*** DATA FOR THIS TASK ***
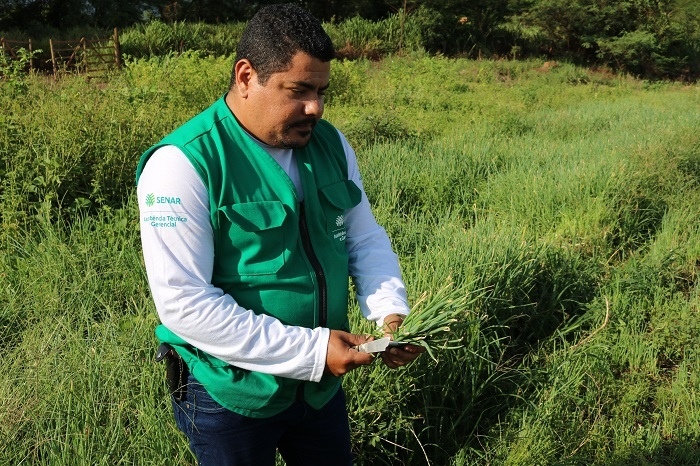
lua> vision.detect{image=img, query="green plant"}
[0,47,41,95]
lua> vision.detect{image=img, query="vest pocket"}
[215,201,287,275]
[319,180,362,249]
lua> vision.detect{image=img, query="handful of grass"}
[391,281,476,360]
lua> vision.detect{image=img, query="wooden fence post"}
[81,37,88,74]
[49,39,58,79]
[114,28,122,69]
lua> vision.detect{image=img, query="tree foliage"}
[0,0,700,79]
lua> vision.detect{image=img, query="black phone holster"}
[156,343,190,401]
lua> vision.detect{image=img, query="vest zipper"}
[299,202,328,327]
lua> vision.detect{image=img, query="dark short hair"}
[231,4,335,86]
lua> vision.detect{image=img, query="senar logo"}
[146,193,182,207]
[156,196,180,204]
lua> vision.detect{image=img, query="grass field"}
[0,53,700,466]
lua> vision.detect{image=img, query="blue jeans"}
[172,375,352,466]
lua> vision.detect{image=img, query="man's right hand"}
[326,330,374,377]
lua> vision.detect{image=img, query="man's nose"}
[304,96,323,118]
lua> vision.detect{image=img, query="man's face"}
[236,52,331,149]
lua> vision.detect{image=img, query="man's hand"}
[382,314,425,369]
[326,330,374,377]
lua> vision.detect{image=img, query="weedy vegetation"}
[0,41,700,466]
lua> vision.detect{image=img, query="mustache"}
[288,118,317,129]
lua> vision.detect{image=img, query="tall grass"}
[0,52,700,466]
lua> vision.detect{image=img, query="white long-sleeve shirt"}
[137,128,409,382]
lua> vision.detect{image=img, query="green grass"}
[0,53,700,466]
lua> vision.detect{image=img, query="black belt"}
[156,343,190,401]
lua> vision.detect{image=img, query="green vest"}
[136,98,361,417]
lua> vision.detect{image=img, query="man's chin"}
[282,131,311,149]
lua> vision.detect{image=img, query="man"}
[137,5,422,466]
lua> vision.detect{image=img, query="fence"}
[0,28,122,78]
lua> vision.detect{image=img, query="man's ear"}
[233,58,257,97]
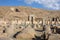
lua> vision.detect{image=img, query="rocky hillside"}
[0,6,60,20]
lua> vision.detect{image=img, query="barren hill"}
[0,6,60,20]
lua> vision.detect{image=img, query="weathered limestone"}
[17,26,36,39]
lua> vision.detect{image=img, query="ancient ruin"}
[0,7,60,40]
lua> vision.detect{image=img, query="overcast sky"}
[0,0,60,10]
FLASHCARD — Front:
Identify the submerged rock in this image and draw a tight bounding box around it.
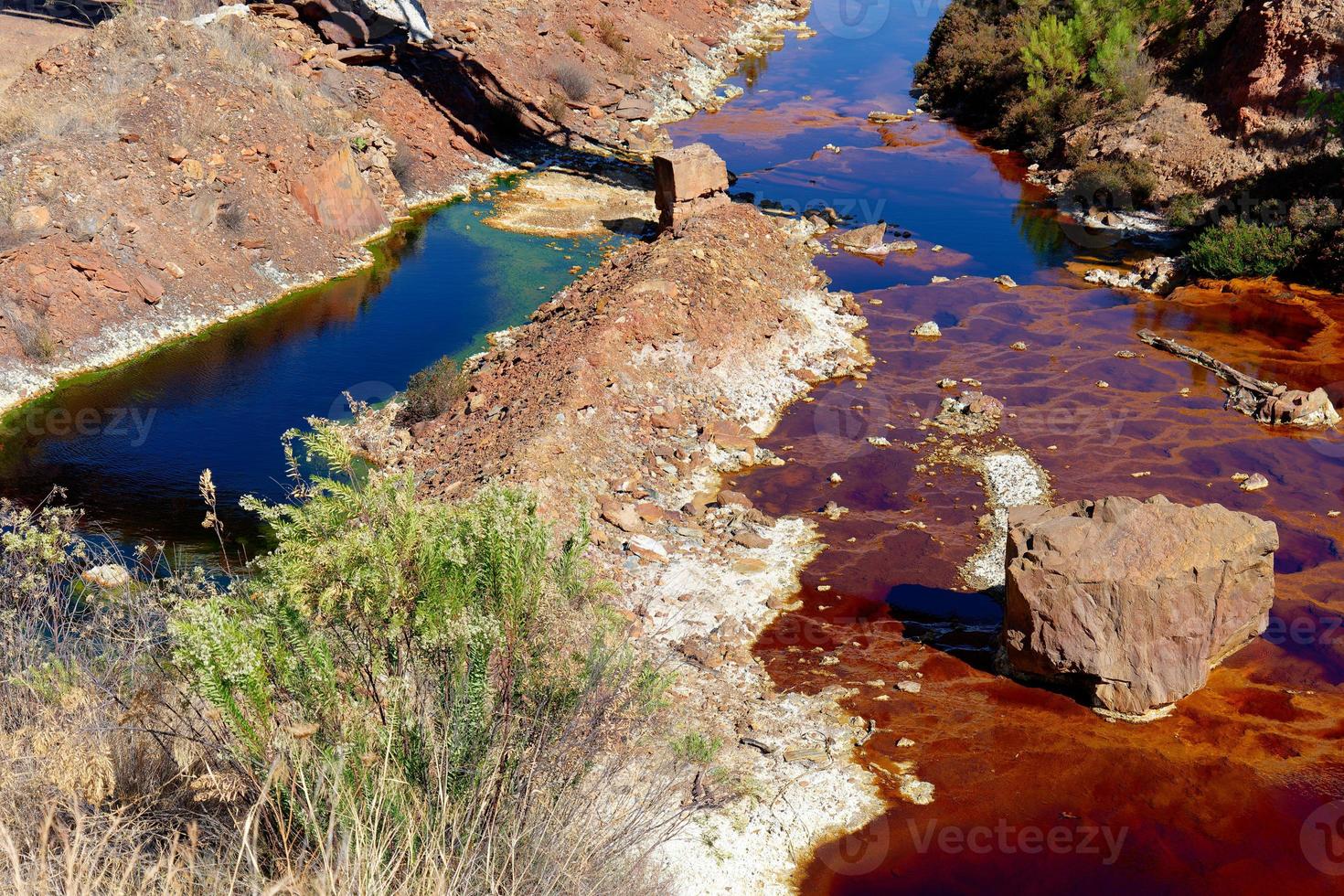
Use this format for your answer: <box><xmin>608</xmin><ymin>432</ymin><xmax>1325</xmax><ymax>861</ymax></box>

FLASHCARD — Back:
<box><xmin>1001</xmin><ymin>496</ymin><xmax>1278</xmax><ymax>718</ymax></box>
<box><xmin>835</xmin><ymin>220</ymin><xmax>891</xmax><ymax>257</ymax></box>
<box><xmin>653</xmin><ymin>144</ymin><xmax>729</xmax><ymax>227</ymax></box>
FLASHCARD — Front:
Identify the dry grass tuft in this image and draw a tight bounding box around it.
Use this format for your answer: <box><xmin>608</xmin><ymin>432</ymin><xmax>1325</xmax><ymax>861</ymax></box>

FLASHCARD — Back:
<box><xmin>549</xmin><ymin>59</ymin><xmax>592</xmax><ymax>102</ymax></box>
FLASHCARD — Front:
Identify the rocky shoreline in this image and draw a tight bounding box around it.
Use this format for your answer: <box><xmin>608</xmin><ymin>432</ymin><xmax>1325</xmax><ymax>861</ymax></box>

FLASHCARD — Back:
<box><xmin>0</xmin><ymin>0</ymin><xmax>806</xmax><ymax>412</ymax></box>
<box><xmin>366</xmin><ymin>204</ymin><xmax>883</xmax><ymax>893</ymax></box>
<box><xmin>0</xmin><ymin>0</ymin><xmax>883</xmax><ymax>893</ymax></box>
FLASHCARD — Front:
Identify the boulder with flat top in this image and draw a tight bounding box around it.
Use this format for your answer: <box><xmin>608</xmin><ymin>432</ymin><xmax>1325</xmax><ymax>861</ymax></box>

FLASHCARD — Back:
<box><xmin>1000</xmin><ymin>496</ymin><xmax>1278</xmax><ymax>718</ymax></box>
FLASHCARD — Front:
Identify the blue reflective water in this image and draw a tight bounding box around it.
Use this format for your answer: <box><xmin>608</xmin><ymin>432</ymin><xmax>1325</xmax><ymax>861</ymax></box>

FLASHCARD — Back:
<box><xmin>0</xmin><ymin>187</ymin><xmax>618</xmax><ymax>547</ymax></box>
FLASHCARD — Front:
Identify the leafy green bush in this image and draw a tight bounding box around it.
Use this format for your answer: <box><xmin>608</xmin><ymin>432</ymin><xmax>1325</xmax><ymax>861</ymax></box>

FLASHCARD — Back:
<box><xmin>398</xmin><ymin>357</ymin><xmax>471</xmax><ymax>426</ymax></box>
<box><xmin>169</xmin><ymin>426</ymin><xmax>667</xmax><ymax>892</ymax></box>
<box><xmin>915</xmin><ymin>0</ymin><xmax>1189</xmax><ymax>157</ymax></box>
<box><xmin>1167</xmin><ymin>194</ymin><xmax>1204</xmax><ymax>227</ymax></box>
<box><xmin>1066</xmin><ymin>158</ymin><xmax>1157</xmax><ymax>209</ymax></box>
<box><xmin>1187</xmin><ymin>219</ymin><xmax>1297</xmax><ymax>280</ymax></box>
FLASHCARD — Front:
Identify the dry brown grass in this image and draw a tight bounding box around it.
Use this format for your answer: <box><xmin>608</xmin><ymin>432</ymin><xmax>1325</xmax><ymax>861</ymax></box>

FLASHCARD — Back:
<box><xmin>0</xmin><ymin>485</ymin><xmax>694</xmax><ymax>896</ymax></box>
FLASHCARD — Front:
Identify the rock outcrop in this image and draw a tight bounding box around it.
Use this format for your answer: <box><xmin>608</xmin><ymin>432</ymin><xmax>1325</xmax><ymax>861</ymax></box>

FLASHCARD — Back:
<box><xmin>1001</xmin><ymin>496</ymin><xmax>1278</xmax><ymax>718</ymax></box>
<box><xmin>291</xmin><ymin>146</ymin><xmax>389</xmax><ymax>237</ymax></box>
<box><xmin>653</xmin><ymin>144</ymin><xmax>729</xmax><ymax>229</ymax></box>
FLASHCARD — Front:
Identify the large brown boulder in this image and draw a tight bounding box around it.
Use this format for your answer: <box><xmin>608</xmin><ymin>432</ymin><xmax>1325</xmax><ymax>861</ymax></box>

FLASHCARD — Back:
<box><xmin>291</xmin><ymin>146</ymin><xmax>389</xmax><ymax>238</ymax></box>
<box><xmin>1001</xmin><ymin>496</ymin><xmax>1278</xmax><ymax>716</ymax></box>
<box><xmin>653</xmin><ymin>144</ymin><xmax>729</xmax><ymax>227</ymax></box>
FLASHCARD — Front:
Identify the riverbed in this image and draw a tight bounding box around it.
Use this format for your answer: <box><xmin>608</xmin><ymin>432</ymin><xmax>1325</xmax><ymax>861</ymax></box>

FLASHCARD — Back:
<box><xmin>0</xmin><ymin>3</ymin><xmax>1344</xmax><ymax>893</ymax></box>
<box><xmin>673</xmin><ymin>4</ymin><xmax>1344</xmax><ymax>895</ymax></box>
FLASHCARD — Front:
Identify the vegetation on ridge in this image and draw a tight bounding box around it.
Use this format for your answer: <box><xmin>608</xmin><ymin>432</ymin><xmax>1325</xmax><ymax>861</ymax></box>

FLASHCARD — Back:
<box><xmin>0</xmin><ymin>426</ymin><xmax>681</xmax><ymax>896</ymax></box>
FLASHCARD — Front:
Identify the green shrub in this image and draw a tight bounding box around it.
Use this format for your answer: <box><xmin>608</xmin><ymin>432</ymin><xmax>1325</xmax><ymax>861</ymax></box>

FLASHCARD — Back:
<box><xmin>1021</xmin><ymin>15</ymin><xmax>1087</xmax><ymax>94</ymax></box>
<box><xmin>915</xmin><ymin>0</ymin><xmax>1190</xmax><ymax>157</ymax></box>
<box><xmin>1302</xmin><ymin>90</ymin><xmax>1344</xmax><ymax>137</ymax></box>
<box><xmin>1167</xmin><ymin>194</ymin><xmax>1204</xmax><ymax>227</ymax></box>
<box><xmin>398</xmin><ymin>357</ymin><xmax>471</xmax><ymax>426</ymax></box>
<box><xmin>1187</xmin><ymin>219</ymin><xmax>1297</xmax><ymax>280</ymax></box>
<box><xmin>672</xmin><ymin>731</ymin><xmax>723</xmax><ymax>765</ymax></box>
<box><xmin>1087</xmin><ymin>19</ymin><xmax>1153</xmax><ymax>114</ymax></box>
<box><xmin>1066</xmin><ymin>158</ymin><xmax>1157</xmax><ymax>209</ymax></box>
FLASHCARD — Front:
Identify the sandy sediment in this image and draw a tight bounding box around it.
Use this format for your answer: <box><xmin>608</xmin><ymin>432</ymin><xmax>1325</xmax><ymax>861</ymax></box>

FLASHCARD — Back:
<box><xmin>400</xmin><ymin>206</ymin><xmax>883</xmax><ymax>893</ymax></box>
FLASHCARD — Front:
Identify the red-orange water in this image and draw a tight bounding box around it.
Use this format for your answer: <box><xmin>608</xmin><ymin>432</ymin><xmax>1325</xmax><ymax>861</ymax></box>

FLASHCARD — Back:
<box><xmin>676</xmin><ymin>4</ymin><xmax>1344</xmax><ymax>895</ymax></box>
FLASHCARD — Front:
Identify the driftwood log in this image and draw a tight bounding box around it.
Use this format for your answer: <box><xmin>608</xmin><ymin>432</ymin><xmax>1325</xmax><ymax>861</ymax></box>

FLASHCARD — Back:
<box><xmin>1138</xmin><ymin>329</ymin><xmax>1340</xmax><ymax>426</ymax></box>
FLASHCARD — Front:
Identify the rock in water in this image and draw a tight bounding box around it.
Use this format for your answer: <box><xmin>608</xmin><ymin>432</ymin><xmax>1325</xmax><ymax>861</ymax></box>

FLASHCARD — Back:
<box><xmin>291</xmin><ymin>146</ymin><xmax>389</xmax><ymax>238</ymax></box>
<box><xmin>835</xmin><ymin>220</ymin><xmax>892</xmax><ymax>257</ymax></box>
<box><xmin>1000</xmin><ymin>496</ymin><xmax>1278</xmax><ymax>718</ymax></box>
<box><xmin>653</xmin><ymin>144</ymin><xmax>729</xmax><ymax>229</ymax></box>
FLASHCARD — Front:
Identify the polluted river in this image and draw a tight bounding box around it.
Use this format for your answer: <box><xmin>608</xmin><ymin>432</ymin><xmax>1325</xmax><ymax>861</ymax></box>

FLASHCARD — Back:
<box><xmin>0</xmin><ymin>4</ymin><xmax>1344</xmax><ymax>895</ymax></box>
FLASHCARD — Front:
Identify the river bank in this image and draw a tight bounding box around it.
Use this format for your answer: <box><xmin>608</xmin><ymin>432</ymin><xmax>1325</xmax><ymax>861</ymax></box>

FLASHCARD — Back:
<box><xmin>0</xmin><ymin>0</ymin><xmax>806</xmax><ymax>411</ymax></box>
<box><xmin>387</xmin><ymin>204</ymin><xmax>880</xmax><ymax>893</ymax></box>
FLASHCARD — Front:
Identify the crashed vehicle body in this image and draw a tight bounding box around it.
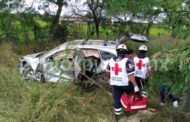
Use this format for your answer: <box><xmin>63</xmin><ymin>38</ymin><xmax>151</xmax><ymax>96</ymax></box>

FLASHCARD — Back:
<box><xmin>18</xmin><ymin>43</ymin><xmax>116</xmax><ymax>82</ymax></box>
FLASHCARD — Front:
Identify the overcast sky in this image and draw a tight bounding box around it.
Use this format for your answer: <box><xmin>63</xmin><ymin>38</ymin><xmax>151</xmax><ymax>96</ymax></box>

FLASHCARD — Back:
<box><xmin>24</xmin><ymin>0</ymin><xmax>86</xmax><ymax>15</ymax></box>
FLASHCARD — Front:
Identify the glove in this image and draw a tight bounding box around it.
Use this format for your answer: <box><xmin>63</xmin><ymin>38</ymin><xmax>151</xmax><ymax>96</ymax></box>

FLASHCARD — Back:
<box><xmin>134</xmin><ymin>86</ymin><xmax>139</xmax><ymax>93</ymax></box>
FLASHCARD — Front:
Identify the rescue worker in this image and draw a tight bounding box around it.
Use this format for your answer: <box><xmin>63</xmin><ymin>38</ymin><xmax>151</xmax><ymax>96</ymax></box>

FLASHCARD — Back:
<box><xmin>107</xmin><ymin>44</ymin><xmax>139</xmax><ymax>121</ymax></box>
<box><xmin>134</xmin><ymin>45</ymin><xmax>151</xmax><ymax>90</ymax></box>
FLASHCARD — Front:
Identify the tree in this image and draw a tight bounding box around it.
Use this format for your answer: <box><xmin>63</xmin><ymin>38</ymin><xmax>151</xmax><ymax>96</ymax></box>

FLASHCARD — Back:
<box><xmin>72</xmin><ymin>0</ymin><xmax>108</xmax><ymax>38</ymax></box>
<box><xmin>39</xmin><ymin>0</ymin><xmax>68</xmax><ymax>41</ymax></box>
<box><xmin>106</xmin><ymin>0</ymin><xmax>190</xmax><ymax>39</ymax></box>
<box><xmin>48</xmin><ymin>0</ymin><xmax>67</xmax><ymax>39</ymax></box>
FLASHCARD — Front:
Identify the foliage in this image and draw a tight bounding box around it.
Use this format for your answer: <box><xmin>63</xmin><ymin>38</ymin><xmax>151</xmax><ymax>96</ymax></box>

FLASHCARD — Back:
<box><xmin>152</xmin><ymin>45</ymin><xmax>190</xmax><ymax>96</ymax></box>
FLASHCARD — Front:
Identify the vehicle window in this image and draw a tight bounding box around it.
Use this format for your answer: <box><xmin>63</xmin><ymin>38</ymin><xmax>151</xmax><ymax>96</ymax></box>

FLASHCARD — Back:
<box><xmin>100</xmin><ymin>51</ymin><xmax>114</xmax><ymax>60</ymax></box>
<box><xmin>52</xmin><ymin>50</ymin><xmax>74</xmax><ymax>61</ymax></box>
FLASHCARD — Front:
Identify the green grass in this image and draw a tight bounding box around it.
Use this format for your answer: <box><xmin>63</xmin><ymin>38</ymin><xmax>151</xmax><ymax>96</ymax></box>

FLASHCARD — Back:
<box><xmin>0</xmin><ymin>67</ymin><xmax>112</xmax><ymax>122</ymax></box>
<box><xmin>0</xmin><ymin>36</ymin><xmax>188</xmax><ymax>122</ymax></box>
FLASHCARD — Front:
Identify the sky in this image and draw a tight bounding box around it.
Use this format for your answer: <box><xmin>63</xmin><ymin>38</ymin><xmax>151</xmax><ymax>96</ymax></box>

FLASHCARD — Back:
***
**STATED GOAL:** Please state how many lines in the entries above contain the string "vehicle", treating uppercase and lowercase as different. Give only the number.

**RESPONSE FOR THIS EXERCISE:** 2